**PASSAGE TO READ:**

┌──

There are times in your life when you just need to get away from reality and hide in a book. Sometimes it works and you fall into the story and it consumes you. Other times it backfires on you and all the troubles you were trying to escape are reflected back at you through this medium. Not only is the book too close for comfort, but once you put it down you'll be faced with reality again. Which is the situation I found myself in with Rainbow Rowell's Fangirl, leading to me not being one of the worshipful majority. But that's another story for another time. When I finally picked up The Lake House it was precisely the book I needed at just the right time. It had just enough mystery with just the right level of predictability that I wanted to stay there as long as possible. I usually devour a book in a matter of days, but here I spent a week, taking my time and having a well deserved respite from reality. I languished at Loeanneth. The book became so much a part of me that I dreamt of Cornwall. I remember quite vividly being in the half-dream state where I wasn't quite fully awake but I had already started to leave my dream behind and hearing the garbage trucks making their morning rounds. The beeps were confusing and incongruous to me. There was still a part of me that knew they were garbage trucks, but my thoughts were consumed with the fact they didn't belong. The technology didn't exist yet and they would never spoil the idyll that was the lake house, because that is where I was. I haven't had this kind of dream disassociation since years ago when I thought some crop dusters were Messerschmidt's, again another story for another time.

Kate Morton's books aren't for everyone. In fact they only occasionally work for me. They spend loving detail on atmosphere and if you are more interested in narrative, well you can feel like you are languishing in a story with no forward momentum. The mysteries Morton concocts are very pedestrian. Her own creation, Alice Edevane, would weep for their simplicity. In fact the only thing that didn't ring true to me in The Lake House is that Alice Edevane is this grand dame of mystery writers the likes of P.D. James and Ruth Rendell yet she was never able to solve this mystery in her own life. Yes, you could say it's because she didn't want to know the truth, but that seems cliched. But the truth you need to remember in Morton's book is the mystery is always secondary. Yes, she did a better job this time of spacing out the clues so just when you thought nothing would progress, bam, new evidence showed up on the scene. That doesn't mean I didn't figure it out hundreds of pages earlier, but I liked the pacing. I also liked the characters, I felt like they were more fleshed out in this tale. Morton likes to have the old lady with these wonderful stories and secrets that must be passed on or solved by younger generations. It's her thing, it's her trope. But here Alice was so alive. She was the spark that kept things together. She's a spunky old lady who plays her cards close to her chest, and I just loved that. Instead of a dead aunt, a mother on her deathbed, or an old lady in a nursing home, the elderly lady this time around was active not passive and it made a huge difference.

└──

**EXERCISES TO COMPLETE:**
A – Translate this sentence from the review of The Lake House into Spanish: "The book became so much a part of me that I dreamt of Cornwall."
B – In the review of The Lake House, which two mystery writers is Alice Edevane likened to?
C – Carry on the review of The Lake House after its last sentence.
The rows after the review are separate material.

[Raw records]

┌──

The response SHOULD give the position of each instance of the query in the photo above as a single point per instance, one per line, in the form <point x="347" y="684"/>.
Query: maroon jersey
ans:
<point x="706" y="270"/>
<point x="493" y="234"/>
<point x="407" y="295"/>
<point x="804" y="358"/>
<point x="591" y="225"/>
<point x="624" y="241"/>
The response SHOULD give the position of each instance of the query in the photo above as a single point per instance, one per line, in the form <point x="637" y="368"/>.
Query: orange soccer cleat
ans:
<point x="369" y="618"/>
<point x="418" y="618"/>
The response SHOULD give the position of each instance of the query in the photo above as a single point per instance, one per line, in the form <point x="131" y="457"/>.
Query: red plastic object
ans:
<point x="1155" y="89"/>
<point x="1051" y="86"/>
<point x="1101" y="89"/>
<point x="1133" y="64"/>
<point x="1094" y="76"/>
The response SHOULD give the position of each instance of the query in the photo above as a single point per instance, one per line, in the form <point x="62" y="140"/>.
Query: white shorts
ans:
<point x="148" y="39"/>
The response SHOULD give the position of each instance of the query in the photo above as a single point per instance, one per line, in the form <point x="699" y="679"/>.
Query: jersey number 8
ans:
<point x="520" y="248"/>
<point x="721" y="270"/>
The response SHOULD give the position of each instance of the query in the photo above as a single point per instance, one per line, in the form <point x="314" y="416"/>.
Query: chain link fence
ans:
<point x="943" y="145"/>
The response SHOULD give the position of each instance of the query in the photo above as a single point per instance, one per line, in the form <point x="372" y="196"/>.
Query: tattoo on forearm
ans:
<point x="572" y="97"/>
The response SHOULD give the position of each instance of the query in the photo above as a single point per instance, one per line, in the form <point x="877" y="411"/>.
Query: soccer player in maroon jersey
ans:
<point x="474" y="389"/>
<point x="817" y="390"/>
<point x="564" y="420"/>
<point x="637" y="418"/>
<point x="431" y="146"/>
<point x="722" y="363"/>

└──

**ANSWERS TO THE EXERCISE:**
A – El libro llegó a formar tanta parte de mí que soñé con Cornualles.

B – P.D. James and Ruth Rendell.

C –
While having the disappearance of the one Edevane son as the fulcrum this book is really about women. Particularly the bond between mothers and daughters and all the shapes and forms these bonds come in. I liked that we had mothers who knew the best thing for their child was to let them go, while also having mothers so selfish they pushed their daughter away for the sake of their own appearance. It really cast a light on the fact that there's not just one single and simple way that mothers and daughters interact. People are so different and to assume that their relationships are all the same is folly. What is also interesting is to see how the mother daughter relationship is formed by experience and also by society's conventions and how those conventions have changed over time. The relationship between Alice's mother and grandmother, women of the previous century, was more staid and reserved, because of the time and also a tragedy Alice's grandmother endured. Going forward Alice's mother wants to have a better relationship with her own daughters but realizes that her husband stands in the way of her being the "fun" parent and therefore sadly accepts her fate. Then we look to Sadie and how her own mother threw her out because Sadie got pregnant and opted to give the baby up for adoption. Just a few women, and yet their relationships are so complex and we are given insight into each one, we get to understand if not empathize with how they lived and loved.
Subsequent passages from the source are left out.